## Brano proposto

★ ★ ★ ★

Il secondo evento fu il suo unico giorno di lavoro sotto padrone. A Balangero, un paese delle Valli di Lanzo, vi era questa ditta che estraeva dalle viscere della terra le fibre di amianto, chiamata da tutti i locali “l’amiantifera di Balangero”.
Primo Levi ci aveva lavorato, subito dopo la sua laurea in chimica e la descriveva così:
«C’era amianto dappertutto, come una neve cenerina: se si lasciava per qualche ora un libro su di un tavolo, e poi lo si toglieva, se ne trovava il profilo in negativo; i tetti erano coperti da uno spesso strato di polverino, che nei giorni di pioggia si imbeveva come una spugna, e ad un tratto franava violentemente a terra» (Primo Levi, Il sistema periodico).

★ ★ ★ ★

## Consegna 1
Individua tutte le righe delle voci che contengono la parola "jacket" e trascrivile.

(Dati registrati)
★ ★ ★ ★

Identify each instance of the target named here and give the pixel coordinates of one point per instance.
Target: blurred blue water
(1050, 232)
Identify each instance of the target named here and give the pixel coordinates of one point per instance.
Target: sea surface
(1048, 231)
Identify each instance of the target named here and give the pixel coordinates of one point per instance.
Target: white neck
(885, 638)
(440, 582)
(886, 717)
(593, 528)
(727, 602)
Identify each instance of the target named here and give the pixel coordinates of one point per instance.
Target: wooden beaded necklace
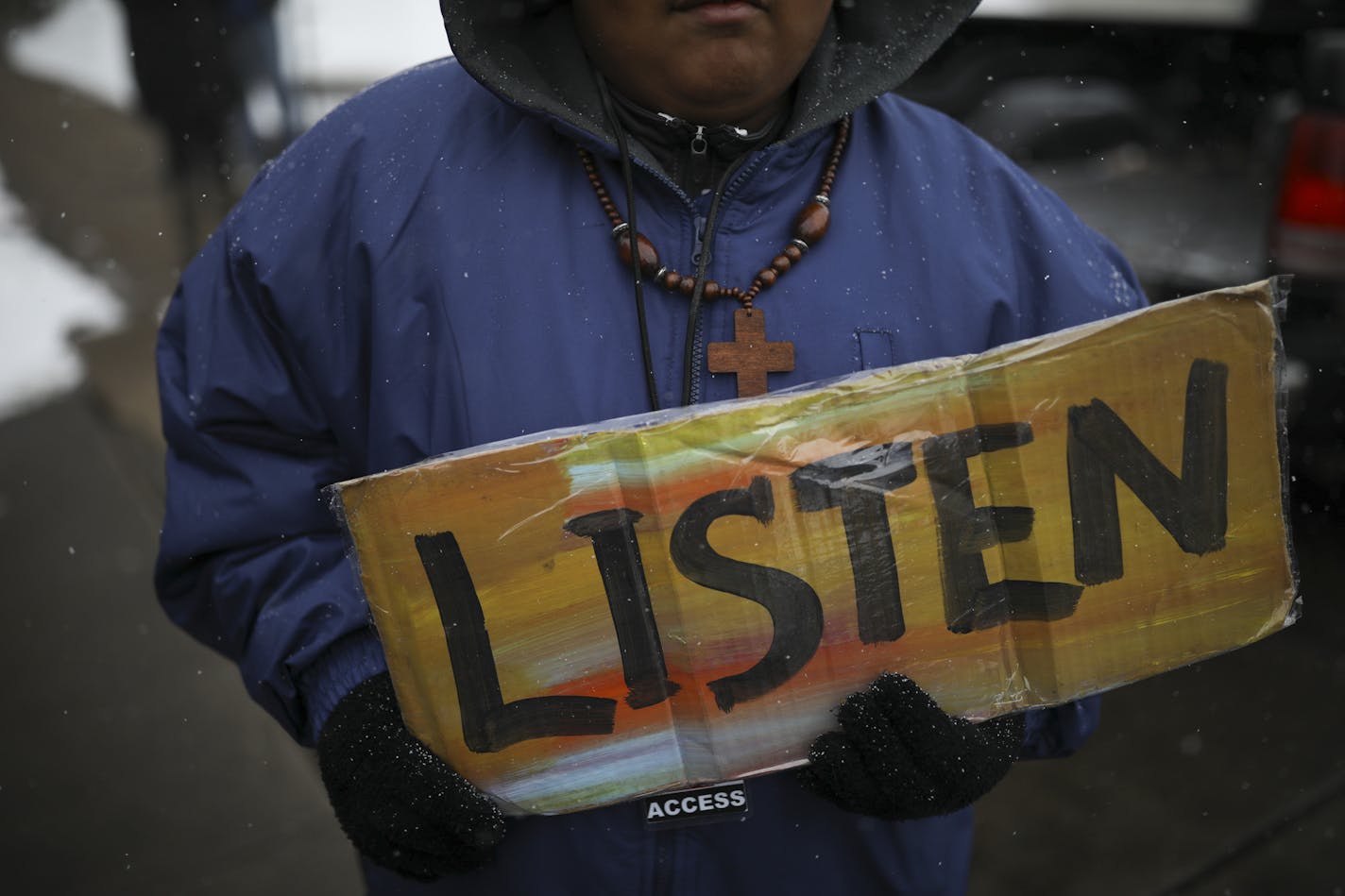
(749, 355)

★ ★ ★ ★

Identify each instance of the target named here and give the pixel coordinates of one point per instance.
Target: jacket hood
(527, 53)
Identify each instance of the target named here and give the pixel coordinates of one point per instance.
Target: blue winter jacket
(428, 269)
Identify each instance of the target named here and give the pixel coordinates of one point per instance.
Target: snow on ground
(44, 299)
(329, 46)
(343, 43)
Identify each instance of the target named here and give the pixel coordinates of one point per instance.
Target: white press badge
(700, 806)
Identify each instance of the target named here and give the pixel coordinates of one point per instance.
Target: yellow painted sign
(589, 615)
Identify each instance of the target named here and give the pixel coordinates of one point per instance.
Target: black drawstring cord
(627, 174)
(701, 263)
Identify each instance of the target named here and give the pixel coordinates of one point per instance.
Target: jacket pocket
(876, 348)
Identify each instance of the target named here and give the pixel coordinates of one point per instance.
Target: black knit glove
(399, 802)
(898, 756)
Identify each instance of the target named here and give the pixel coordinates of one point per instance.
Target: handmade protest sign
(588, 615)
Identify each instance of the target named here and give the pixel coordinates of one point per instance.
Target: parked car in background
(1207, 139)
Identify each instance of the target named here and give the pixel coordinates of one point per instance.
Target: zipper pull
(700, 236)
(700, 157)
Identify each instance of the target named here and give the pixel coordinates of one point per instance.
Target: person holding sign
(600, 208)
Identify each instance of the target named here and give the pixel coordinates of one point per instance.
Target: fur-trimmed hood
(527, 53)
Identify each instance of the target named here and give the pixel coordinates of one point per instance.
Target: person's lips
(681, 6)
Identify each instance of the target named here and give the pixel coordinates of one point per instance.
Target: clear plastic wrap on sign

★ ★ ★ ★

## Consegna 2
Rispondi alle seguenti domande sul brano proposto:
(a) In quale paese delle Valli di Lanzo si trovava la ditta che estraeva le fibre di amianto?
(b) In quale momento della sua vita Primo Levi aveva lavorato in quella ditta?
(c) Che cosa accadeva nei giorni di pioggia allo strato di polverino sui tetti?

## Risposta svolta 1
Target: jacket hood
Target: blue winter jacket
Target: jacket pocket

## Risposta svolta 2
(a) A Balangero.
(b) Subito dopo la sua laurea in chimica.
(c) Si imbeveva come una spugna e a un tratto franava violentemente a terra.